» **AVAILABLE RECORDS**
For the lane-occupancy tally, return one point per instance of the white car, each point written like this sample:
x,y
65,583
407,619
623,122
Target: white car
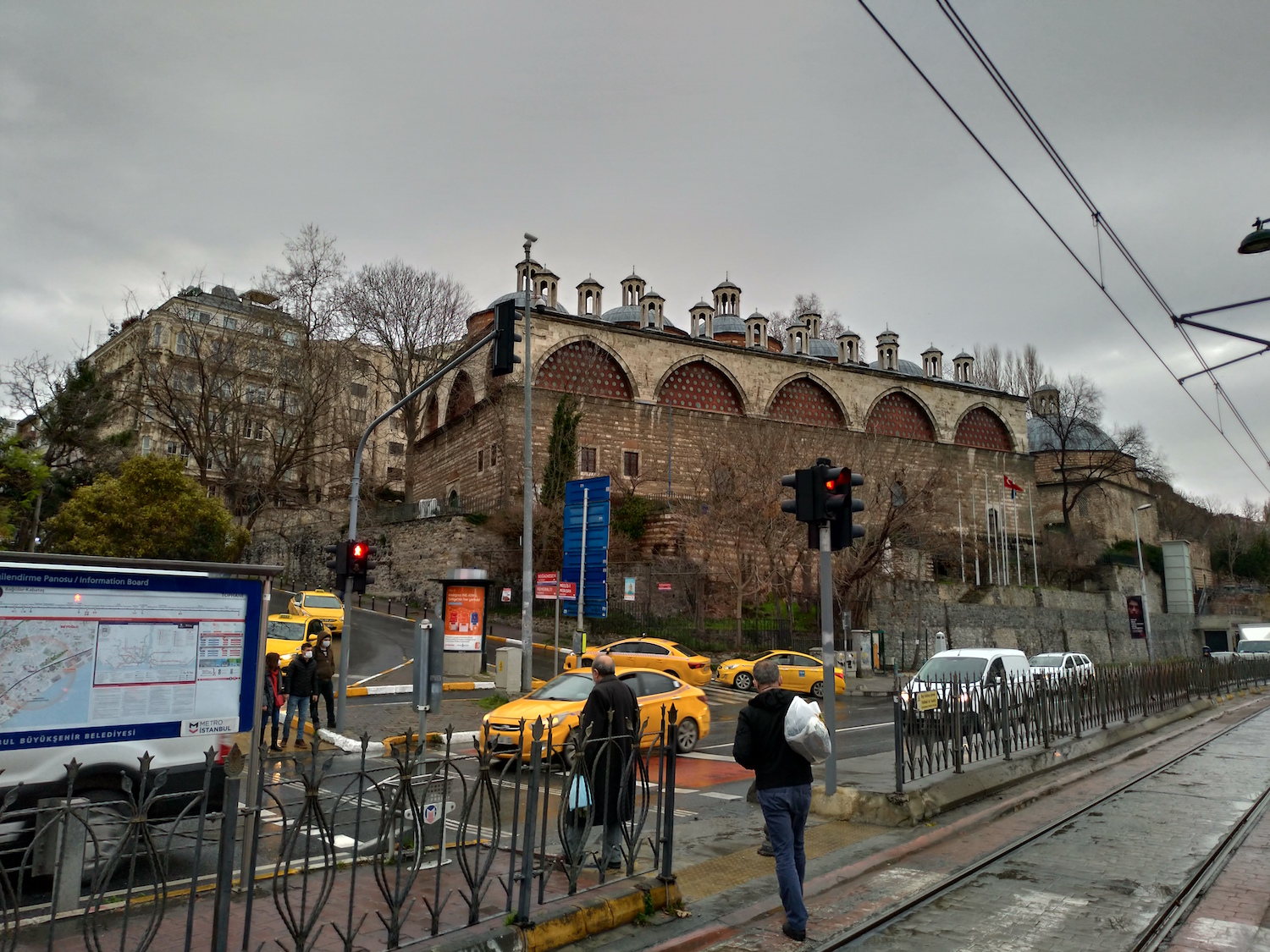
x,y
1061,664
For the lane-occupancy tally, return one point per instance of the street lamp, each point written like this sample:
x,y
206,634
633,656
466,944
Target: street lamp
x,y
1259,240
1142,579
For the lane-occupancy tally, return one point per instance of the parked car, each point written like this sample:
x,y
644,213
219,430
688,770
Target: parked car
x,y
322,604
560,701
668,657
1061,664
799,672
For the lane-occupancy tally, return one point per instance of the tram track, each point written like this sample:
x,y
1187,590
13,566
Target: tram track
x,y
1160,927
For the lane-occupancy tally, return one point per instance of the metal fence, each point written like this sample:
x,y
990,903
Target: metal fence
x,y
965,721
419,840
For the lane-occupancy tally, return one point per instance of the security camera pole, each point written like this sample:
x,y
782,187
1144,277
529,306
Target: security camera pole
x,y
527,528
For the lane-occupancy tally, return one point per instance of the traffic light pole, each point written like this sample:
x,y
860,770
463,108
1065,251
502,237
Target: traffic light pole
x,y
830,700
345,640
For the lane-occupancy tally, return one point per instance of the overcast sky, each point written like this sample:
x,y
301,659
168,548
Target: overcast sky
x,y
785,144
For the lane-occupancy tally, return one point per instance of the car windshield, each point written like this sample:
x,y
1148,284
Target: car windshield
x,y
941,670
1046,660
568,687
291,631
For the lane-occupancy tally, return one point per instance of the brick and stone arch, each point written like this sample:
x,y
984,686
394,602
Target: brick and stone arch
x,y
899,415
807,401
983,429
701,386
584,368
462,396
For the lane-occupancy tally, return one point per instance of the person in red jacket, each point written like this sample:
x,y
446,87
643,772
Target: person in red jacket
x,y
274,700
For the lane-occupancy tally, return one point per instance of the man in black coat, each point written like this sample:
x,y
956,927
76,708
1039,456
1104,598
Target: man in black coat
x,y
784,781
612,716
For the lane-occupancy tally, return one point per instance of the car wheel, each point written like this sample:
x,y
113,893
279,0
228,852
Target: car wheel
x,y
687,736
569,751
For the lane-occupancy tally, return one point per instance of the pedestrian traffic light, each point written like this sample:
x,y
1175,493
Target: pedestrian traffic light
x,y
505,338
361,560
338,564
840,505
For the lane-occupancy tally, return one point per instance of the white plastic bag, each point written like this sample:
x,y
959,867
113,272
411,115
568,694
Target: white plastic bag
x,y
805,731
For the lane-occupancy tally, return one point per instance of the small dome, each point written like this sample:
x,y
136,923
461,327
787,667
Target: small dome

...

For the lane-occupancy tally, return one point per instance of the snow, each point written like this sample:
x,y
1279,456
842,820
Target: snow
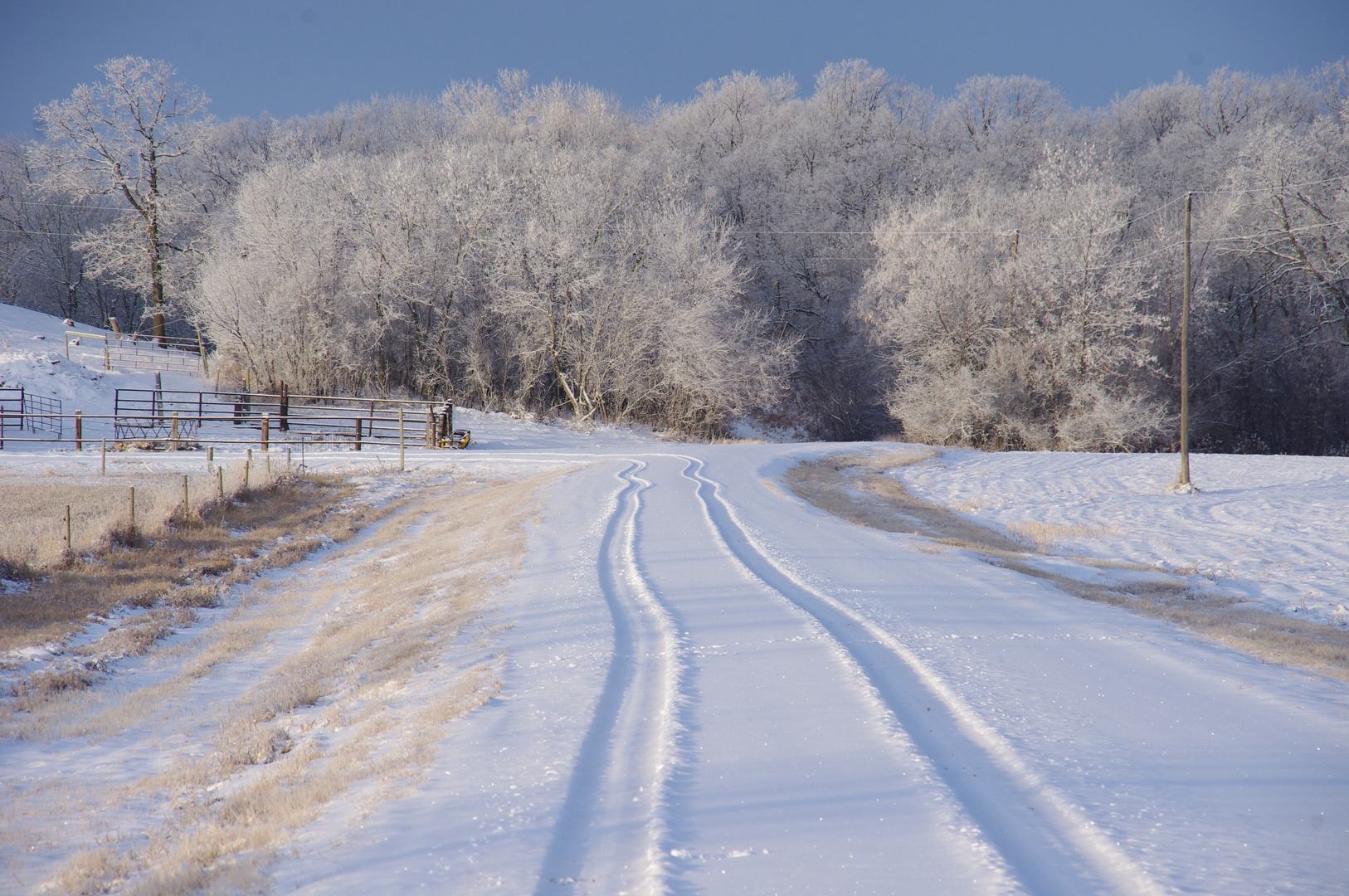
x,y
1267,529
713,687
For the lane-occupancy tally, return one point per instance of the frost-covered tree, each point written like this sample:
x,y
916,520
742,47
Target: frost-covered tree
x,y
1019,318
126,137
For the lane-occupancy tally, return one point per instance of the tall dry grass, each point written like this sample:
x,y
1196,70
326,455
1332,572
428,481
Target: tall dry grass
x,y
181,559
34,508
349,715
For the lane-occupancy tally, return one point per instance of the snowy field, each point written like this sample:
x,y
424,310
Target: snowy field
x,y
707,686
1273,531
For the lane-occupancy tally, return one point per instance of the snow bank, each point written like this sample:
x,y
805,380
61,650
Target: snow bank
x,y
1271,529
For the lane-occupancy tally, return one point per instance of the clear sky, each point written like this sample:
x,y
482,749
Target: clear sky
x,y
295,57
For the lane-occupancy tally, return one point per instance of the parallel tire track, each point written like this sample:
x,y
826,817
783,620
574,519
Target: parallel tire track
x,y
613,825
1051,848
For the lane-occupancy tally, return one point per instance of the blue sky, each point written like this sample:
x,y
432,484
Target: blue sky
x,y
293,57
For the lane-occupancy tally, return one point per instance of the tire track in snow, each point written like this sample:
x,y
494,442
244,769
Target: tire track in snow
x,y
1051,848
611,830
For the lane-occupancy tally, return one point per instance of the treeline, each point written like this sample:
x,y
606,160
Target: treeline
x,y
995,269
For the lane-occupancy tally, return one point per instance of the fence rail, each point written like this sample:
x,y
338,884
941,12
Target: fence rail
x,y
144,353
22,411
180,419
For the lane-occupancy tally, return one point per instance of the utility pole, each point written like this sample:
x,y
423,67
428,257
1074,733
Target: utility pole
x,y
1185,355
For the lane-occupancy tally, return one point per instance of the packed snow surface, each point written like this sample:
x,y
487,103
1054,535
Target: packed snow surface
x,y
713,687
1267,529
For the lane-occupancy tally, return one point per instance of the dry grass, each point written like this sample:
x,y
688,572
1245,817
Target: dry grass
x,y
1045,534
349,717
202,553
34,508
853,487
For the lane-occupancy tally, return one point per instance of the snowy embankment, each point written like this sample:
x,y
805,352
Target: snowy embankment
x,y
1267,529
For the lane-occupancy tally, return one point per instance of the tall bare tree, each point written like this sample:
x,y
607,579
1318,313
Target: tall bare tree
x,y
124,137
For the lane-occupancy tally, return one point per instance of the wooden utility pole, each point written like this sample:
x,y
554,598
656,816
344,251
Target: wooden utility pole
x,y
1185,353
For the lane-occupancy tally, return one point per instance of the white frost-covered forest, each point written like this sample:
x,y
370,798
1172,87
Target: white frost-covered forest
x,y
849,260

---

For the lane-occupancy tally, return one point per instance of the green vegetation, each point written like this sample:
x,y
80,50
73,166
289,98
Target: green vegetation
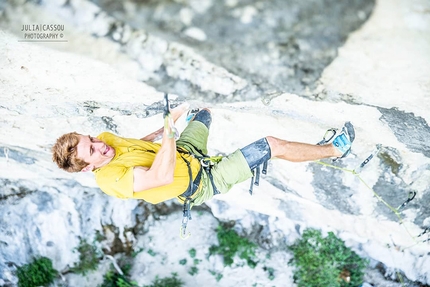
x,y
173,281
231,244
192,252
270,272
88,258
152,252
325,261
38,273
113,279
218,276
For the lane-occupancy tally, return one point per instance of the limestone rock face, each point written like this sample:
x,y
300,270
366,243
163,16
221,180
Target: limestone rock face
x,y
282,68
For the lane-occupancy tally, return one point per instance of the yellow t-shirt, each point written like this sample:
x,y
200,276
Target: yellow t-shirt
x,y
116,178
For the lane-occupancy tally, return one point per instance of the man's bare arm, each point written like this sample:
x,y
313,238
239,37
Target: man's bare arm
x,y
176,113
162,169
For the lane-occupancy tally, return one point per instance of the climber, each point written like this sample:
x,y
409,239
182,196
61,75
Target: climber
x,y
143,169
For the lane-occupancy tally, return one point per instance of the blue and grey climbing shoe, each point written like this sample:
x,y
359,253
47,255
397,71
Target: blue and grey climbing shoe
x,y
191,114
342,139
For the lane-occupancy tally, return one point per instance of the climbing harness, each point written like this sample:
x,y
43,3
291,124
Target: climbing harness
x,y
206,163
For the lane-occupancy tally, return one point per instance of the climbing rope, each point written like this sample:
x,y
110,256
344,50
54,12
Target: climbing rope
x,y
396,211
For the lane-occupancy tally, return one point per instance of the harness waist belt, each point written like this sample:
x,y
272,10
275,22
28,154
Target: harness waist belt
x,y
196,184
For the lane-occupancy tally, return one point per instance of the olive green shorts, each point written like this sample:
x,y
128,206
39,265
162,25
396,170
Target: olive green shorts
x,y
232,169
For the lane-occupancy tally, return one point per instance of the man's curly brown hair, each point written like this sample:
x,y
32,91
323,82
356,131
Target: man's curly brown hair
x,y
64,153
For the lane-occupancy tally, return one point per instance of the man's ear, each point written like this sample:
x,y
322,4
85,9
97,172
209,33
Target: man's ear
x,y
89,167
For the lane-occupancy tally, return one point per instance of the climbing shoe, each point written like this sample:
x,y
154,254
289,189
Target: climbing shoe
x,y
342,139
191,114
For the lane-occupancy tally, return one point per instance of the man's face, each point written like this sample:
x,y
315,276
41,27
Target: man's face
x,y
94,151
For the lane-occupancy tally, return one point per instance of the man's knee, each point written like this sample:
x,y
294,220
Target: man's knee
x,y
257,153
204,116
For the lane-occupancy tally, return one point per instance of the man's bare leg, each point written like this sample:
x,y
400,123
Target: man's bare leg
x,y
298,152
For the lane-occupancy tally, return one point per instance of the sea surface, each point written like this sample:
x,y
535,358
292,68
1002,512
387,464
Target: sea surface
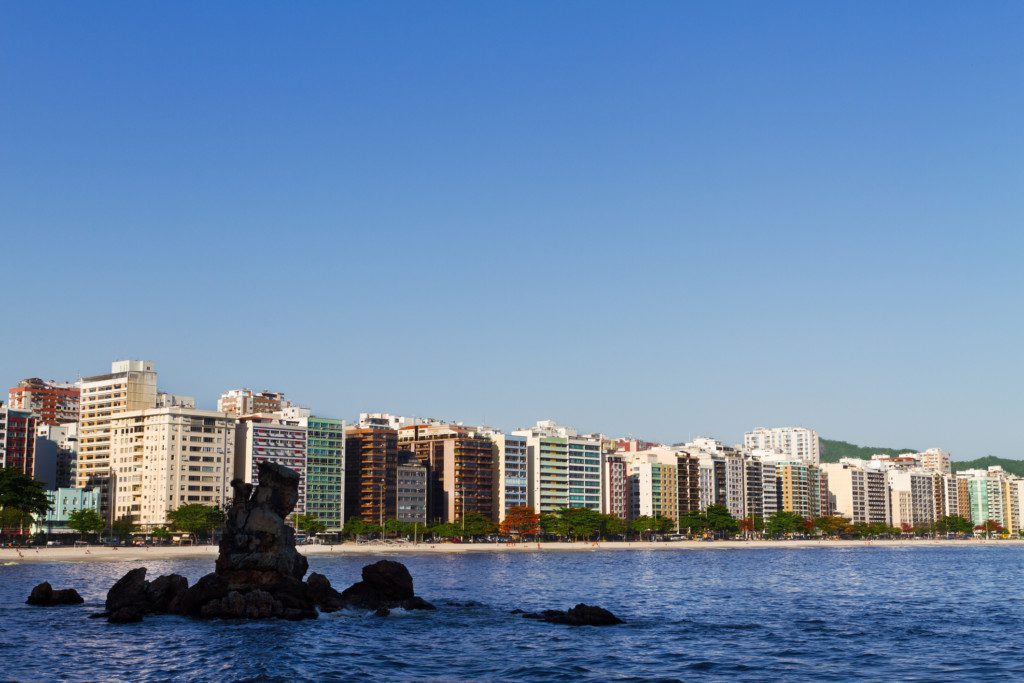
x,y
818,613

» **EXERCISE**
Collect every line in the entries above that contains the word "jacket". Case counts.

» **CORRECT RESPONSE**
For the lane-occupancy tally, return one point per instance of the person in red jacket, each point written like this sample:
Target: person in red jacket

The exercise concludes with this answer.